# Items from a dataset:
⟨

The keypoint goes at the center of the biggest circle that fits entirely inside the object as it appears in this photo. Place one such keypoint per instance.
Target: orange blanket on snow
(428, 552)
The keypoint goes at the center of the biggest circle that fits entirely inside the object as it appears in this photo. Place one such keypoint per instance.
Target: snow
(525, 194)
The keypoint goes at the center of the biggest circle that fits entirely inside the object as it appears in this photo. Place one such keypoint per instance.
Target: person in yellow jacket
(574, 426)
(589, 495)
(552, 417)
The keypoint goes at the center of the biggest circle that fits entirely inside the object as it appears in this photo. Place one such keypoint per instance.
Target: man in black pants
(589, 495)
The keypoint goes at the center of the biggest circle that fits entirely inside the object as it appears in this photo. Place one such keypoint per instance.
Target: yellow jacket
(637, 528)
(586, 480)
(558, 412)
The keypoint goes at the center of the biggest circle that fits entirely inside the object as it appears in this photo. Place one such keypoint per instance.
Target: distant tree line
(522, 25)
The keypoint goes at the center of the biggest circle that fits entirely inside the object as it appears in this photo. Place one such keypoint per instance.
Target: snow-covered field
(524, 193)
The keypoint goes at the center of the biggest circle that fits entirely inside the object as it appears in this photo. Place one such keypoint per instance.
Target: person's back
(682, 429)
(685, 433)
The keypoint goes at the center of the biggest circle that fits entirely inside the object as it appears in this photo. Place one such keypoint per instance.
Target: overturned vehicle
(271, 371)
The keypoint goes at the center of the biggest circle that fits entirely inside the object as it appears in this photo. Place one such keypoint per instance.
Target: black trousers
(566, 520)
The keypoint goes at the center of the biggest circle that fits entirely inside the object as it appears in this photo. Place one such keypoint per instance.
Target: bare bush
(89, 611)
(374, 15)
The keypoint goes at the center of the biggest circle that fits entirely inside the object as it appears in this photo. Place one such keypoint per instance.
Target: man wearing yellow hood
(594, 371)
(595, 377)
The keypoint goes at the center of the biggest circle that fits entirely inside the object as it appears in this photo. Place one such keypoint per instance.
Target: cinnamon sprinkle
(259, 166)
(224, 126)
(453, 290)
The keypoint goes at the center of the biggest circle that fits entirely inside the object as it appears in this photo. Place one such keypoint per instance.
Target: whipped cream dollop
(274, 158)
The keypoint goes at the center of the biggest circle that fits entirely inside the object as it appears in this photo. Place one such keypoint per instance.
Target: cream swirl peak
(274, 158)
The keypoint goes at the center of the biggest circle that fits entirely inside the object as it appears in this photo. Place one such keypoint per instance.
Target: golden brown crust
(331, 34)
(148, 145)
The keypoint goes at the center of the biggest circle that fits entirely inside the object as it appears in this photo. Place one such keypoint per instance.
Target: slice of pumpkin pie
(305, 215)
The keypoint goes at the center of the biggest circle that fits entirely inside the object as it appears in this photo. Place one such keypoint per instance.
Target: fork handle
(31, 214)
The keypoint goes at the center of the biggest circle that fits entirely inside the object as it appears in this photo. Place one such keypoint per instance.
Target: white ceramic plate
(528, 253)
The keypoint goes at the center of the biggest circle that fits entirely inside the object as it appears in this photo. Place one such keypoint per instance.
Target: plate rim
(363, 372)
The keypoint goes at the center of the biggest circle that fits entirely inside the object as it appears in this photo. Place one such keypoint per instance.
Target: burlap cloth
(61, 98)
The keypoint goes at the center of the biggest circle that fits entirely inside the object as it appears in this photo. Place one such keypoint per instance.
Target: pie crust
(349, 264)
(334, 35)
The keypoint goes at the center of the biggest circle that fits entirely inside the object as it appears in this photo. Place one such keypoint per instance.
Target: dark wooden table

⟩

Which lines of the material above contain the word "black"? List each of those lines in full.

Target: man in black pants
Target: black trousers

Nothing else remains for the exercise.